What this exercise asks:
1. Rewrite the part of the Red Lobster piece that opens with "Back in 2003" and closes with "an all-time high.", putting "shrimp" in place of "crab" each time it appears.
2. Write the next part of the piece on failed fast-food promotions, starting right after its final sentence.

Source document:
◇ ◇ ◇ ◇
Back in 2003 the brains trust at US seafood chain Red Lobster came up with a stunning marketing campaign. “Why don’t we offer our customers all-you-can-eat crab?” they said, to a chorus of cheers and high-fives.

The problem:

  • Eating too much crab causes most people to vomit.
  • Eating fast-food-chain-quality crab causes most people to vomit even sooner.
  • In 2003 crab leg prices were at an all-time high.

Unless you were Red Lobster’s resident janitor, this last point was probably the most important, because it meant that if any customer ate more than six crab legs the restaurant would be losing money. And how many did the average customer eat during the promotion? 24.

The restaurant ran at a fairly severe loss for a few weeks before finally shutting the promotion down.

3) The McD.L.T.

While deconstructed cuisine has become rather big over the last few years, McDonald’s can lay claim to perhaps the first – and worst – example.
◇ ◇ ◇ ◇
Data lines:
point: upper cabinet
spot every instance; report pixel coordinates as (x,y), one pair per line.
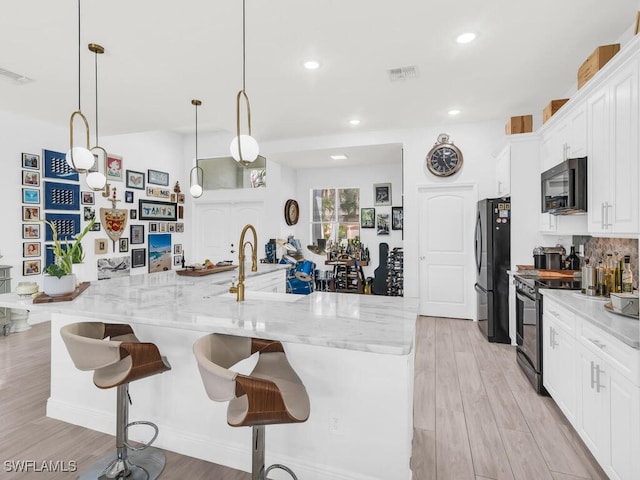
(612,133)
◇ ◇ ◇ ◇
Expected outputs:
1.
Back in 2003 the brains trust at US seafood chain Red Lobster came up with a stunning marketing campaign. “Why don’t we offer our customers all-you-can-eat shrimp?” they said, to a chorus of cheers and high-fives.

The problem:

  • Eating too much shrimp causes most people to vomit.
  • Eating fast-food-chain-quality shrimp causes most people to vomit even sooner.
  • In 2003 shrimp leg prices were at an all-time high.

2.
CONCEPT: Create a double Styrofoam container, and put the hot hamburger ingredients on one side, the cold hamburger ingredients in the other, and let the customer make the burger themselves and enjoy the appropriate temperature levels throughout.

Over and above getting the customer to construct their own burger, McDonald’s saw a huge backlash from environmentalists who were already up in arms about their single Styrofoam container, let alone one that was double the size. The promotion ended in 1990 after a few short and unsuccessful years.